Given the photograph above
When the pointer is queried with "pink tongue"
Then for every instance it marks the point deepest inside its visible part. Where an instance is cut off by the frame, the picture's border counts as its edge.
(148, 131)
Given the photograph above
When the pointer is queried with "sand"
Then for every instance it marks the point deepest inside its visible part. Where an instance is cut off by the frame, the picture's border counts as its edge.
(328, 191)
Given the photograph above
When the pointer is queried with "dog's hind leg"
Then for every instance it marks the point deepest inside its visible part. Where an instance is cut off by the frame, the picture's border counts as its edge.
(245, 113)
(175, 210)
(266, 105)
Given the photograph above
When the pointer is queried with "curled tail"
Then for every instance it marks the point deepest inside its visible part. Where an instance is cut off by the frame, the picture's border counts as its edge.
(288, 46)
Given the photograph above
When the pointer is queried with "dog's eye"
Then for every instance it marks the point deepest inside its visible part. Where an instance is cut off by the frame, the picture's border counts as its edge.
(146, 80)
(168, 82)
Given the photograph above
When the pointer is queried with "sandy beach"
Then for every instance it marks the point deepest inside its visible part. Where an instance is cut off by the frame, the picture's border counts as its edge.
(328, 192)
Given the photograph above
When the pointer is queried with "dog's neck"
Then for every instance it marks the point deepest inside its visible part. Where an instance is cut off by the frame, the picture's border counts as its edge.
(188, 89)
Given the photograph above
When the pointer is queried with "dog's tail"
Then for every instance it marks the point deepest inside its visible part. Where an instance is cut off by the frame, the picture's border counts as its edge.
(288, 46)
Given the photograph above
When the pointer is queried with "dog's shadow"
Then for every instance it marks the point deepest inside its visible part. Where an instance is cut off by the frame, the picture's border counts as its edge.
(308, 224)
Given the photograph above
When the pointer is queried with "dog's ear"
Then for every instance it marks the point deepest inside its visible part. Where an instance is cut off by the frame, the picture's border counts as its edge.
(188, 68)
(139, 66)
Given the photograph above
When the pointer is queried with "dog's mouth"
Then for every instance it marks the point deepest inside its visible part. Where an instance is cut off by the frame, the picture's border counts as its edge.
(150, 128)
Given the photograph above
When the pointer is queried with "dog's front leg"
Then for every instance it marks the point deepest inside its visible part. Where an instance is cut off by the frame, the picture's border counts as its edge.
════
Work order: A verbatim repeat of all the entries above is the required answer.

Task output:
Given the photograph above
When the pointer is queried with "pink tongue"
Then for every instance it marks the point deepest inside its visible part. Where an instance is cut off by the frame, the picture's border counts as its edge.
(148, 131)
Given the photograph above
When the pointer is queried with "sand"
Then for every instance it marks the point deepest inside its visible part. Where an instance is cut off by the frame, the picture's border counts as its edge.
(328, 191)
Given the photograph above
When the pointer is queried with "dog's hind leg"
Then for every instance it marks the point deepest inside its visible part. Where an instance is cut off by the frame, the picture's border counts as its edge.
(245, 113)
(175, 210)
(266, 105)
Given the photograph above
When the pointer is queried with "curled tail"
Then for every instance it marks the point deepest inside its visible part. Where an instance is cut off by the frame, the picture's border counts as its edge.
(288, 46)
Given the photograph above
When the pointer is queried with "dog's eye"
Then for every instance it marks the point deepest inside its visible part. Where an instance is cut off by the frame, the picture's border counts as its edge.
(146, 80)
(168, 82)
Given the photograph above
When the pointer is queried with "sandy beach"
Then for every instance it marks the point deepest inside its visible part. Where an instance is cut off by the frame, the picture's border counts as its edge.
(328, 192)
Given the photograph above
When the pointer is queried with "dog's neck"
Then for every instance it marks the point deepest inside its visible part. Where an instance is cut off by the frame, the picture's border counts as its edge.
(188, 89)
Given the photograph above
When the pointer is queried with "dog's tail"
Then for every instance it marks the point deepest inside its visible part. Where an instance is cut off by the frame, the picture's border counts as its edge.
(288, 46)
Given the photograph above
When the pointer is queried with "dog's shadow"
Then for every instance it marks the point deepest inside its visible part. Where an instance is cut off by the frame, the picture's border counts as its edge.
(308, 224)
Given the photograph above
When the pointer is queried with "dog's ear"
Then for every instance it marks the point deepest inside its visible part. Where an instance is cut off by the frame, the picture's border counts as its edge.
(188, 68)
(139, 66)
Given the photograph above
When the pointer is queried with "dog's mouth"
Then for every instance it marks the point deepest inside its visible part. Where an instance is cut off by the frame, the picture's border counts as its edge.
(150, 128)
Given the photograph above
When the pointer is queried with "dog's front leg"
Then for every instance it marks the point deepest inside its visible part. Where an instance is cut off by the frame, the picture's border counts as its edge.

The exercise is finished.